ACTIVITY A:
In the article on Claude and Firefox, how many of the vulnerabilities were classified as high-severity?
ACTIVITY B:
Reproduce the part of the Firefox article that begins at the words "The two-week audit" and stops after "in two instances.".

Anthropic’s Claude found 22 vulnerabilities in Firefox over two weeks
By Jakub Antkiewicz
•2026-03-07T08:31:37Z
In a recent security partnership with Mozilla, Anthropic's AI model Claude identified 22 distinct vulnerabilities within the Firefox browser codebase. The findings are significant as they demonstrate a practical application of large language models for securing critical, widely-used open-source software. Of the vulnerabilities discovered, 14 were classified as high-severity, and most have already been patched in the February release of Firefox 148.
The two-week audit utilized Claude Opus 4.6, which first analyzed Firefox's complex JavaScript engine before expanding to other parts of the code. Mozilla's rationale for the project was to test AI against one of the most well-vetted open-source projects available. A notable detail from the effort was Claude's relative performance at different tasks; while it excelled at finding bugs, it was far less capable of writing software to exploit them. Anthropic's team reported spending $4,000 in API credits attempting to generate proof-of-concept exploits, but only succeeded in two instances.

COLLECTED MATERIAL:
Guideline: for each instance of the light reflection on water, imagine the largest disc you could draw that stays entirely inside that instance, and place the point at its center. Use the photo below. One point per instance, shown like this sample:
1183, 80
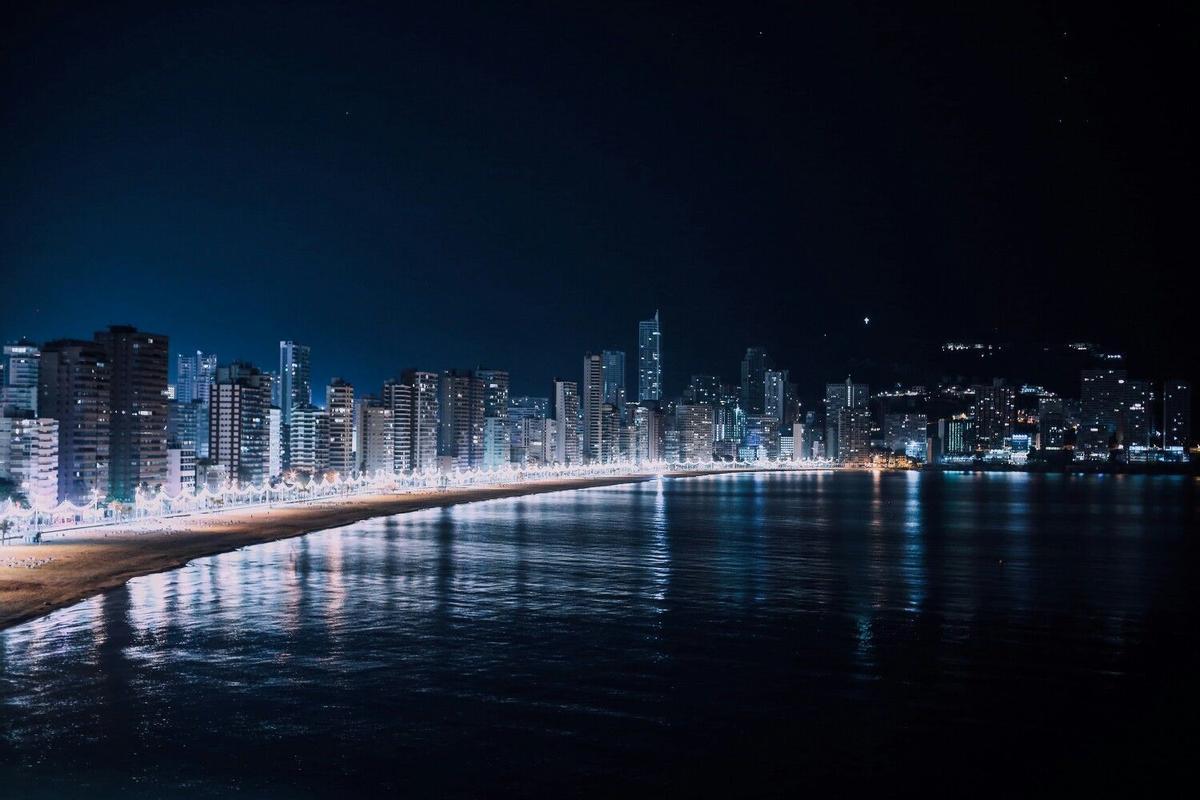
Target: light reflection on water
641, 636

WRITTEN REPLY A:
14

WRITTEN REPLY B:
The two-week audit utilized Claude Opus 4.6, which first analyzed Firefox's complex JavaScript engine before expanding to other parts of the code. Mozilla's rationale for the project was to test AI against one of the most well-vetted open-source projects available. A notable detail from the effort was Claude's relative performance at different tasks; while it excelled at finding bugs, it was far less capable of writing software to exploit them. Anthropic's team reported spending $4,000 in API credits attempting to generate proof-of-concept exploits, but only succeeded in two instances.